=== Begin Enclosure ===
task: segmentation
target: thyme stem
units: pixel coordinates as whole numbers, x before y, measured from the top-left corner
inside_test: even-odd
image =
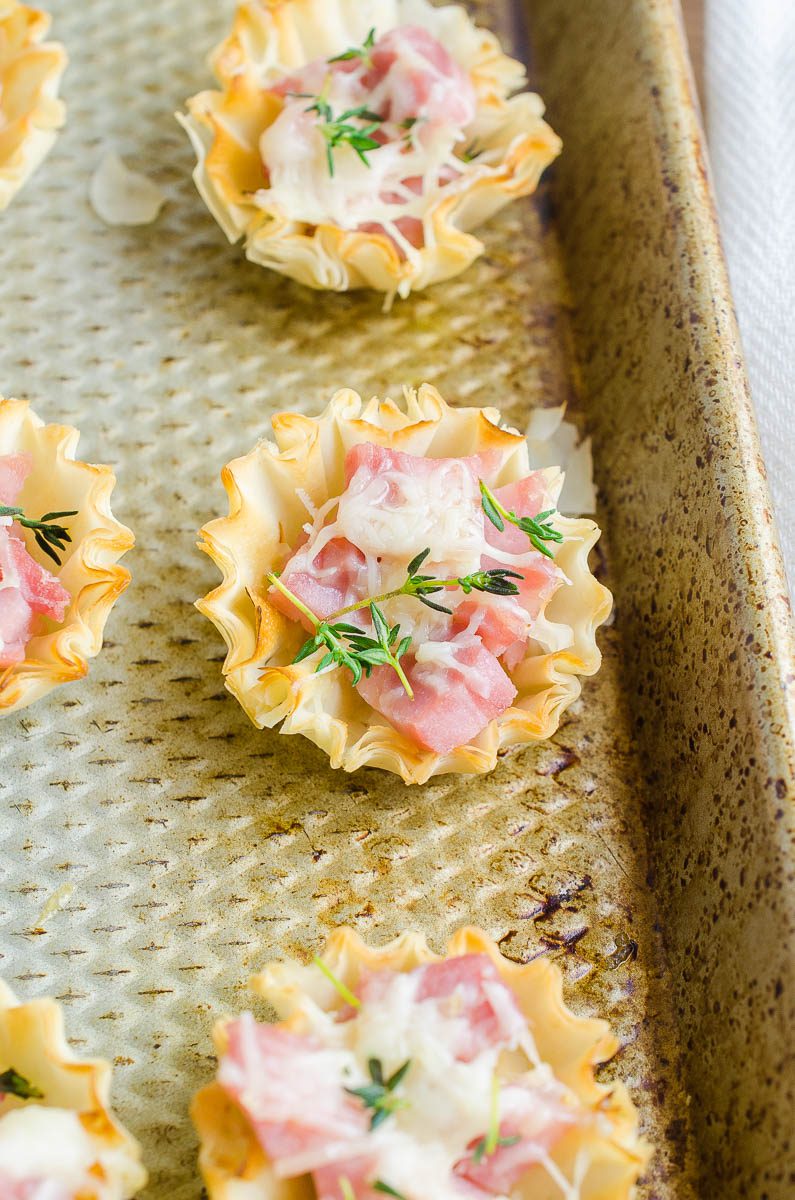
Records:
[[[526,533],[534,549],[538,550],[547,558],[554,558],[554,554],[547,546],[546,542],[562,542],[563,534],[559,529],[555,529],[550,525],[549,518],[555,512],[554,508],[548,508],[544,512],[538,513],[535,517],[519,517],[515,512],[511,512],[500,504],[497,497],[491,489],[480,481],[480,495],[483,503],[483,511],[500,532],[505,528],[505,522],[510,522],[517,529],[521,529],[522,533]]]
[[[279,579],[278,575],[274,575],[271,573],[270,575],[266,575],[265,578],[268,580],[268,582],[270,584],[273,585],[273,587],[278,588],[279,591],[282,593],[282,595],[286,596],[287,599],[290,601],[290,603],[292,605],[294,605],[299,610],[299,612],[302,612],[304,614],[304,616],[309,621],[312,622],[315,629],[317,629],[318,625],[320,624],[320,620],[315,616],[315,614],[312,612],[311,608],[307,608],[307,606],[304,604],[304,602],[302,600],[299,600],[298,597],[293,592],[291,592],[290,589],[285,584],[282,583],[282,581],[281,581],[281,579]],[[331,619],[331,618],[329,618],[329,619]]]

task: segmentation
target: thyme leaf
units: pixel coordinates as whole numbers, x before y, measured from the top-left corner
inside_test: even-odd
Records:
[[[522,533],[527,534],[533,547],[540,551],[541,554],[547,558],[555,557],[549,546],[546,545],[547,542],[563,541],[563,534],[549,522],[549,518],[555,513],[554,508],[548,508],[545,512],[540,512],[535,517],[519,517],[515,512],[509,511],[500,504],[497,497],[482,479],[480,481],[480,495],[484,513],[492,525],[496,526],[501,533],[505,528],[505,522],[509,521],[511,525],[515,525],[517,529],[521,529]]]
[[[390,1187],[388,1183],[384,1183],[383,1179],[376,1179],[373,1184],[373,1191],[383,1192],[385,1196],[395,1196],[396,1200],[406,1200],[402,1192],[399,1192],[397,1188]]]
[[[24,509],[0,504],[0,517],[13,517],[23,528],[31,529],[39,549],[59,567],[61,565],[60,556],[72,538],[64,525],[57,525],[54,522],[60,521],[64,517],[76,517],[77,513],[76,508],[69,512],[48,512],[35,520],[33,517],[26,517]]]
[[[373,1110],[370,1117],[371,1130],[377,1129],[397,1109],[405,1108],[407,1101],[396,1096],[394,1092],[405,1079],[410,1066],[411,1059],[407,1058],[388,1079],[384,1079],[384,1068],[380,1058],[371,1058],[367,1063],[370,1083],[366,1083],[362,1087],[345,1089],[349,1095],[358,1096],[367,1108]],[[383,1189],[381,1190],[383,1191]],[[388,1194],[393,1195],[392,1192]]]
[[[315,629],[315,632],[307,638],[296,654],[293,659],[294,663],[303,662],[316,650],[322,650],[325,647],[326,653],[315,667],[316,672],[331,666],[345,667],[350,671],[355,687],[362,675],[367,675],[369,678],[373,667],[391,667],[400,680],[406,695],[410,700],[414,699],[411,684],[400,665],[401,658],[411,645],[411,638],[404,637],[398,642],[400,626],[394,625],[390,629],[386,617],[375,600],[363,600],[361,604],[353,606],[354,608],[369,607],[375,632],[375,637],[370,637],[357,625],[348,625],[344,621],[336,620],[335,618],[341,616],[342,612],[321,621],[311,608],[307,608],[304,602],[299,600],[286,584],[282,583],[278,575],[270,574],[266,578],[269,583],[279,589],[282,595],[287,597],[291,604],[295,605],[299,612],[302,612],[311,621]]]
[[[383,592],[372,600],[359,600],[356,604],[349,604],[347,608],[341,608],[339,612],[335,613],[335,617],[355,612],[359,608],[366,608],[371,603],[382,604],[385,600],[393,600],[396,596],[416,596],[428,608],[449,615],[452,613],[452,609],[446,608],[435,600],[428,599],[428,596],[441,592],[445,588],[461,588],[467,596],[472,591],[491,592],[495,596],[517,596],[519,594],[518,587],[511,580],[523,579],[524,576],[520,575],[518,571],[508,571],[503,567],[497,567],[490,571],[472,571],[469,575],[459,575],[454,579],[437,579],[435,575],[419,575],[419,569],[430,552],[430,548],[422,550],[416,558],[411,560],[406,567],[406,578],[399,588],[395,588],[391,592]]]
[[[44,1092],[13,1067],[0,1074],[0,1096],[17,1096],[20,1100],[43,1100]]]
[[[354,58],[360,58],[367,67],[373,65],[373,60],[370,54],[375,45],[375,26],[370,30],[367,37],[362,42],[361,46],[351,46],[347,50],[343,50],[342,54],[335,54],[333,58],[327,58],[326,62],[351,62]]]
[[[379,113],[372,112],[366,105],[360,104],[356,108],[346,109],[345,112],[335,117],[334,110],[323,92],[317,96],[311,92],[289,92],[288,95],[295,96],[300,100],[312,101],[304,111],[318,115],[317,128],[326,143],[329,175],[334,176],[334,151],[342,145],[350,146],[356,151],[364,165],[370,166],[367,155],[381,147],[381,142],[372,136],[384,120]],[[366,123],[352,125],[351,121]]]

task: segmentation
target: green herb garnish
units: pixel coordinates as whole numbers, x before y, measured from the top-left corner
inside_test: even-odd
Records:
[[[400,626],[393,625],[390,629],[386,617],[374,600],[363,600],[360,605],[356,605],[357,608],[368,606],[370,609],[370,617],[372,618],[373,629],[376,635],[372,638],[357,625],[348,625],[344,621],[337,621],[335,617],[339,616],[339,613],[334,614],[334,616],[329,617],[325,621],[321,621],[312,612],[311,608],[307,608],[304,602],[299,600],[286,584],[282,583],[278,575],[268,575],[267,579],[315,627],[314,634],[304,642],[293,659],[294,663],[303,662],[305,658],[309,658],[316,650],[322,650],[325,647],[326,653],[315,667],[316,672],[331,666],[347,667],[351,673],[353,686],[355,687],[362,675],[367,675],[369,678],[373,667],[391,667],[403,685],[406,694],[411,700],[414,699],[411,684],[400,665],[400,659],[411,645],[411,638],[404,637],[401,642],[398,642]],[[397,645],[395,644],[396,642]]]
[[[492,525],[502,532],[505,528],[505,522],[509,521],[511,525],[515,525],[517,529],[521,529],[522,533],[526,533],[530,538],[536,550],[539,550],[547,558],[554,558],[549,546],[546,542],[562,542],[563,534],[559,529],[555,529],[549,524],[549,517],[555,512],[554,508],[548,508],[546,512],[541,512],[535,517],[518,517],[515,512],[509,512],[500,504],[494,493],[486,486],[481,479],[480,494],[482,497],[483,511],[491,521]]]
[[[13,517],[25,529],[32,529],[39,549],[49,555],[59,567],[61,565],[60,556],[66,549],[66,543],[71,542],[72,539],[69,531],[63,525],[54,525],[52,522],[60,521],[63,517],[76,516],[77,509],[75,508],[70,512],[48,512],[38,520],[34,520],[33,517],[26,517],[21,508],[0,504],[0,517]]]
[[[470,163],[474,162],[476,158],[480,158],[482,153],[482,146],[479,146],[477,142],[470,142],[469,145],[461,151],[460,157],[464,162]]]
[[[498,1146],[515,1146],[519,1141],[521,1141],[521,1138],[518,1134],[512,1137],[500,1137],[500,1081],[496,1075],[493,1075],[491,1079],[489,1127],[472,1151],[472,1161],[479,1163],[490,1154],[493,1154]]]
[[[312,956],[312,962],[319,971],[323,972],[329,983],[333,984],[346,1004],[350,1004],[351,1008],[361,1008],[362,1002],[359,997],[354,996],[348,985],[343,983],[341,979],[337,979],[337,976],[334,974],[328,963],[324,963],[323,959],[317,954]]]
[[[326,62],[351,62],[354,58],[360,58],[366,67],[371,67],[373,60],[370,51],[374,45],[375,26],[370,30],[361,46],[351,46],[348,50],[343,50],[342,54],[335,54],[333,58],[326,59]]]
[[[15,1071],[13,1067],[9,1067],[7,1071],[0,1074],[0,1095],[17,1096],[20,1100],[44,1099],[44,1092],[34,1087],[24,1075],[20,1075],[19,1071]]]
[[[381,147],[381,142],[377,141],[372,134],[375,133],[384,118],[376,112],[371,112],[363,104],[360,104],[358,108],[348,108],[344,113],[335,117],[324,92],[325,87],[323,92],[317,96],[311,92],[288,92],[287,94],[295,96],[299,100],[312,101],[304,111],[317,113],[320,118],[317,128],[326,142],[329,175],[332,177],[334,175],[334,151],[342,145],[350,146],[355,150],[364,165],[369,167],[367,155],[371,150],[378,150]],[[366,124],[351,125],[351,121],[365,121]]]
[[[383,604],[385,600],[394,600],[397,596],[416,596],[428,608],[435,608],[437,612],[449,614],[452,609],[445,608],[444,605],[428,599],[428,596],[432,596],[434,592],[441,592],[444,588],[461,588],[467,596],[472,591],[491,592],[495,596],[516,596],[519,593],[516,584],[510,581],[523,579],[524,576],[517,571],[503,570],[502,567],[493,571],[473,571],[470,575],[459,575],[454,579],[437,579],[434,575],[418,575],[417,572],[430,552],[430,549],[423,550],[411,560],[406,567],[406,579],[399,588],[395,588],[391,592],[382,592],[380,596],[375,596],[372,600],[359,600],[356,604],[349,604],[347,608],[341,608],[334,616],[343,617],[348,613],[356,612],[357,609],[366,608],[368,604]]]
[[[373,1110],[370,1117],[370,1129],[377,1129],[378,1126],[391,1116],[399,1108],[405,1108],[407,1101],[402,1100],[400,1096],[394,1095],[395,1088],[405,1078],[406,1072],[411,1066],[411,1059],[407,1058],[402,1067],[398,1067],[389,1079],[384,1079],[384,1069],[381,1065],[380,1058],[371,1058],[367,1063],[367,1069],[370,1072],[370,1083],[366,1083],[363,1087],[346,1088],[345,1091],[351,1096],[358,1096],[364,1102],[367,1108]],[[385,1189],[380,1189],[385,1190]],[[389,1192],[389,1195],[397,1193]]]
[[[401,658],[411,645],[411,638],[404,637],[398,640],[400,625],[393,625],[390,628],[379,605],[386,600],[394,600],[397,596],[415,596],[428,608],[450,615],[452,609],[445,608],[443,604],[429,600],[428,597],[445,588],[461,588],[467,596],[473,591],[491,592],[495,596],[516,596],[519,589],[512,580],[523,578],[517,571],[507,571],[502,567],[491,571],[473,571],[469,575],[460,575],[455,579],[437,579],[434,575],[418,575],[417,572],[429,554],[430,549],[423,550],[421,554],[412,559],[406,568],[406,579],[399,588],[395,588],[391,592],[383,592],[380,596],[358,600],[355,604],[349,604],[346,608],[341,608],[339,612],[332,613],[325,620],[321,620],[302,600],[299,600],[287,585],[282,583],[278,575],[268,575],[268,582],[277,587],[282,595],[286,596],[290,603],[302,612],[314,626],[315,632],[304,642],[293,662],[303,662],[315,651],[325,649],[326,653],[318,662],[315,670],[322,671],[331,666],[345,667],[351,673],[354,687],[359,683],[362,675],[369,678],[373,667],[391,667],[403,685],[406,695],[413,700],[414,692],[400,665]],[[349,625],[347,622],[339,620],[340,617],[358,612],[363,608],[370,610],[375,637],[371,637],[356,625]]]
[[[406,1200],[402,1192],[399,1192],[397,1188],[391,1187],[390,1184],[384,1183],[383,1179],[376,1179],[373,1184],[373,1191],[383,1192],[385,1196],[395,1196],[396,1200]]]
[[[340,1175],[337,1179],[337,1183],[340,1185],[342,1200],[356,1200],[356,1193],[353,1190],[351,1181],[347,1175]]]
=== End Enclosure ===
» ACTIVITY
The string "thyme" appears in some lines of the material. Report how many, and nothing more.

» REPLY TO THE EXERCISE
2